REQUIREMENT ▸ Reproduce each of the lines word for word.

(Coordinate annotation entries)
_____
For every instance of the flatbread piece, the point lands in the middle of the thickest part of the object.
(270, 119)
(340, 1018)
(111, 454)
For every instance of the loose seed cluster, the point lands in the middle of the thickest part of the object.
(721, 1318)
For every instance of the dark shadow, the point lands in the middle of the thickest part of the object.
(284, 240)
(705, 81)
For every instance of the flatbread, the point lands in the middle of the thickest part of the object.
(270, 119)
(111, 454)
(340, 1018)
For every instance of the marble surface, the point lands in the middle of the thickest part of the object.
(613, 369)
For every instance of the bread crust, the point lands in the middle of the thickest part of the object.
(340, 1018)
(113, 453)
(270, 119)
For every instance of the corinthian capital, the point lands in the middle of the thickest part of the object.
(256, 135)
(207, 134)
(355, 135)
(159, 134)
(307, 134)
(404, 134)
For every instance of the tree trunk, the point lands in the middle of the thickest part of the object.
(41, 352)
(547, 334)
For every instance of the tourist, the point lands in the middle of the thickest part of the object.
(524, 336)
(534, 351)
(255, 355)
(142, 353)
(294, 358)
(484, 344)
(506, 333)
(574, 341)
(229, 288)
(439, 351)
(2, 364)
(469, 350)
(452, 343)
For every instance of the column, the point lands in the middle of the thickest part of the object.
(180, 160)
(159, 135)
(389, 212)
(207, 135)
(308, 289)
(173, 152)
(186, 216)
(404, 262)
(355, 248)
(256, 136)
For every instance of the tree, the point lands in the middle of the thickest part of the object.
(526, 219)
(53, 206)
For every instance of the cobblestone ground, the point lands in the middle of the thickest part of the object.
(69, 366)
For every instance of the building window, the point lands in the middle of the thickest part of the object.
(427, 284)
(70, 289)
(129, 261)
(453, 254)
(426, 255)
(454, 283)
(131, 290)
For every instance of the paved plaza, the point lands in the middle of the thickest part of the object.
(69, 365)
_____
TASK ANSWER ▸
For every instance of the flatbread piece, the point lands in the middle of the thickest part of the object.
(270, 119)
(340, 1018)
(111, 454)
For every instance of the loose seed cluster, the point lands in the middle of the thickest part of the object.
(721, 1318)
For every instance of the dark shadow, the point lands in the middle of the thickest part of the object.
(284, 240)
(705, 81)
For every instance of the flatbread, the point lands in the middle of the thickest part of the object.
(270, 119)
(111, 454)
(340, 1018)
For every instance of the marble surface, the point lands in the middle of the thickest part of the object.
(613, 369)
For every instance of the bread crust, the point lands in the middle of the thickest part of the object.
(340, 1018)
(113, 453)
(270, 119)
For every instance of the corinthian capital, the point lands in the middle of the thickest part of the object.
(256, 135)
(207, 134)
(355, 135)
(159, 134)
(307, 134)
(404, 134)
For every instance of the tree trunk, the point lands in the middle of the thickest part of the object.
(41, 352)
(547, 334)
For every instance of the tourist, the point lands in the middle of the thickest part of the object.
(524, 336)
(534, 351)
(255, 355)
(142, 353)
(294, 358)
(484, 344)
(506, 333)
(574, 341)
(229, 288)
(439, 351)
(2, 364)
(469, 350)
(452, 343)
For every instance of the column, the point lands in the middle of the thickest part of the object.
(180, 160)
(159, 135)
(389, 212)
(207, 135)
(308, 289)
(173, 152)
(186, 216)
(404, 262)
(355, 248)
(256, 136)
For every instance of the tree, the point lands in the middle of the thickest part of the object.
(526, 219)
(53, 206)
For every instance of the cobblestone ground, the point lands in the middle of the thickest part of the object.
(69, 366)
For every instance of the building window, the point lands in the middle of the thickest part of the object.
(427, 284)
(70, 289)
(129, 261)
(453, 254)
(426, 255)
(454, 283)
(131, 290)
For every instance of the paved plaza, the point lands in the middle of the thickest part of the object.
(69, 365)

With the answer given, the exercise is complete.